WRITTEN EXERCISE ▸
Retype without any change the part of the items that opens with the line containing "as [[18, 441]]." and closes with the line containing "[[373, 416]]", including both of those lines.

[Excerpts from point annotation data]
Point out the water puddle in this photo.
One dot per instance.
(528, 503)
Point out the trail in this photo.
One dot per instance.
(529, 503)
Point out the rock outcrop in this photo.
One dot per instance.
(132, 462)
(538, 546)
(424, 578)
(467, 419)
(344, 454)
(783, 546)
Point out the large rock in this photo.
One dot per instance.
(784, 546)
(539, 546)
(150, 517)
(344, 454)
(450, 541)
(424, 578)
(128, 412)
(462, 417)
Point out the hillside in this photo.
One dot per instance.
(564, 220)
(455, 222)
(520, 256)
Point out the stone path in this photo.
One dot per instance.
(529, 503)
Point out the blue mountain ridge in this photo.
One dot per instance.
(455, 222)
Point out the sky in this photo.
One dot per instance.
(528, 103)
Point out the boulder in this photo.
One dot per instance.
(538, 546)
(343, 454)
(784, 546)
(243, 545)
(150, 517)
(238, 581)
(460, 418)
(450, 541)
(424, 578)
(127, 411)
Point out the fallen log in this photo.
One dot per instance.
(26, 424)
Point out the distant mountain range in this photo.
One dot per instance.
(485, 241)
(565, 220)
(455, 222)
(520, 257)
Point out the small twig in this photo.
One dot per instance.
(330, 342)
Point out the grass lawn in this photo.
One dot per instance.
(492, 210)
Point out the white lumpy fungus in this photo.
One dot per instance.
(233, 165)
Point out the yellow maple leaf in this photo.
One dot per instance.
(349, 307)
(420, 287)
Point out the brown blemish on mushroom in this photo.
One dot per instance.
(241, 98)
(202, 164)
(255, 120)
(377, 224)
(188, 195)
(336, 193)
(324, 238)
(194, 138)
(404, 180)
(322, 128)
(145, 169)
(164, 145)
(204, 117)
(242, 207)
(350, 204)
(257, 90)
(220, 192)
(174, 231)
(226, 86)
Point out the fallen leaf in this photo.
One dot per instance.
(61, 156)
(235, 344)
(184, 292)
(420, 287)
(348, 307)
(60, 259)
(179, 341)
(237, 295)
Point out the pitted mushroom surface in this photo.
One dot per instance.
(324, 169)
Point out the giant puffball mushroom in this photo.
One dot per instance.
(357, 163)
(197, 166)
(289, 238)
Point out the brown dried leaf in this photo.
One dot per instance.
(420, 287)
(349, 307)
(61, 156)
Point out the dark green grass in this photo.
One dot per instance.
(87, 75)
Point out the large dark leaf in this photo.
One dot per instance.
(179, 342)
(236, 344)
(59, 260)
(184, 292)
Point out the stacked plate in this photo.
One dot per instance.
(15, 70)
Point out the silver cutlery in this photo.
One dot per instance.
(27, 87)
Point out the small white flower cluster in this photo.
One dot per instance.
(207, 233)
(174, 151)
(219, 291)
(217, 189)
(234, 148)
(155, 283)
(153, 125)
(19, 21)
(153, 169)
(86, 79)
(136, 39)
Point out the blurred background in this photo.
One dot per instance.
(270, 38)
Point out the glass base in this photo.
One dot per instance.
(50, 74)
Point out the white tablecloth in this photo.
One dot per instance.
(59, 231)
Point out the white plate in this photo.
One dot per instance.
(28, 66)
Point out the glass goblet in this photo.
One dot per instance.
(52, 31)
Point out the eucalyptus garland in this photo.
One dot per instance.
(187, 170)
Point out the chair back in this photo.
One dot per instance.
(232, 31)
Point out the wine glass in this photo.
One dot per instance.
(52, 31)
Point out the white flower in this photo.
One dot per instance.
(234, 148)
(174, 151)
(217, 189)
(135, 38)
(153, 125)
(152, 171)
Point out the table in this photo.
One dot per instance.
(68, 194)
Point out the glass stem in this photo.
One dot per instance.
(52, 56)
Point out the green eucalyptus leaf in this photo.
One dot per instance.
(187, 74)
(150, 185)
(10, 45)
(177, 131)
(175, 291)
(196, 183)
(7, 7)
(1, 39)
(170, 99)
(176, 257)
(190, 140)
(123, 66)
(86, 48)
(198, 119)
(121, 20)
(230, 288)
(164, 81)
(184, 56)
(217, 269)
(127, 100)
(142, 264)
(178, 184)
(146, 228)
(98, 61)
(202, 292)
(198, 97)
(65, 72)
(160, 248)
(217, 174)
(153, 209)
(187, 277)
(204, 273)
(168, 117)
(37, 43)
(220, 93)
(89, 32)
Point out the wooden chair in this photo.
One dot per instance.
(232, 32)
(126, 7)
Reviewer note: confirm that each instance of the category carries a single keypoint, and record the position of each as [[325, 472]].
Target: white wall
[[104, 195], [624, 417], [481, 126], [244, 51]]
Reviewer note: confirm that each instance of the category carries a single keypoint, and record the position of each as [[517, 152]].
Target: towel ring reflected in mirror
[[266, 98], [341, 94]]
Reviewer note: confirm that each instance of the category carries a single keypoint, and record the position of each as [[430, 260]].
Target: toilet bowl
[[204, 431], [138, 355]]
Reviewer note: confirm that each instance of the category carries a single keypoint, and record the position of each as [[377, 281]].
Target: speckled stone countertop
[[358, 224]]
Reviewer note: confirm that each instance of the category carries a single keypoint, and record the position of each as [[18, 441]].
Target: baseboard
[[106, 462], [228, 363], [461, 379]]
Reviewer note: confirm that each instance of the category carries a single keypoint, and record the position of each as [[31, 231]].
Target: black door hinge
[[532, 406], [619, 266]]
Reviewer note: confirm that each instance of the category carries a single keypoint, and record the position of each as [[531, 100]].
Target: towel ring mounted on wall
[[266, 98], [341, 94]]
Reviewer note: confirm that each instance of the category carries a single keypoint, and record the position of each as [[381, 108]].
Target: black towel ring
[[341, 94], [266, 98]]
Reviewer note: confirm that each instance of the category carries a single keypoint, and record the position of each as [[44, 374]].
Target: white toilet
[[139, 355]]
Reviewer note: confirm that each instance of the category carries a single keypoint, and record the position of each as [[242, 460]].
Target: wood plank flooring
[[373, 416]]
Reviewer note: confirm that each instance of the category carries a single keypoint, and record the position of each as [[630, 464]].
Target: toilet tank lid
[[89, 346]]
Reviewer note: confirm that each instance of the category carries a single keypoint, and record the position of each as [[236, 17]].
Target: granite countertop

TASK RESULT ▸
Reviewer note: confirm that each instance of the category carries a single keypoint, and record the position of each as [[18, 441]].
Target: baseboard
[[106, 462], [228, 363], [461, 379]]
Reviewer note: confirm that each instance of the category carries a single keypoint, and record the position of each as [[31, 231]].
Target: black door hinge
[[532, 406], [619, 266]]
Reviewer note: confirm that each instance of the category carries a single keypoint, and record the position of each as [[531, 100]].
Target: towel ring mounted on wall
[[266, 98], [341, 94]]
Reviewer note: confirm that each instance of the category carries a single keypoint, and record the position of each as [[381, 108]].
Target: black towel ring
[[341, 94], [266, 98]]
Reviewer note: confirm that each instance of the category carries a single keypoint, and record the position of each as [[44, 374]].
Target: white toilet
[[139, 355]]
Reviewer note: confirm that each instance of the category carries a single keypoint, and record the position of each as [[242, 460]].
Target: wood plank flooring
[[373, 416]]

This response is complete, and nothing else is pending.